- _Problem to solve_: In this exercise, reproduce the whole listing exactly.

- _Given information_:
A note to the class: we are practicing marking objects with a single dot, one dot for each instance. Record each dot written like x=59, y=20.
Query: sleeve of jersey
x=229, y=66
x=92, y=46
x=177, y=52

- _Expected answer_:
A note to the class: we are practicing marking objects with a single dot, one dot for each instance. Record each dot written like x=59, y=20.
Query: sleeve of jersey
x=229, y=66
x=92, y=46
x=177, y=52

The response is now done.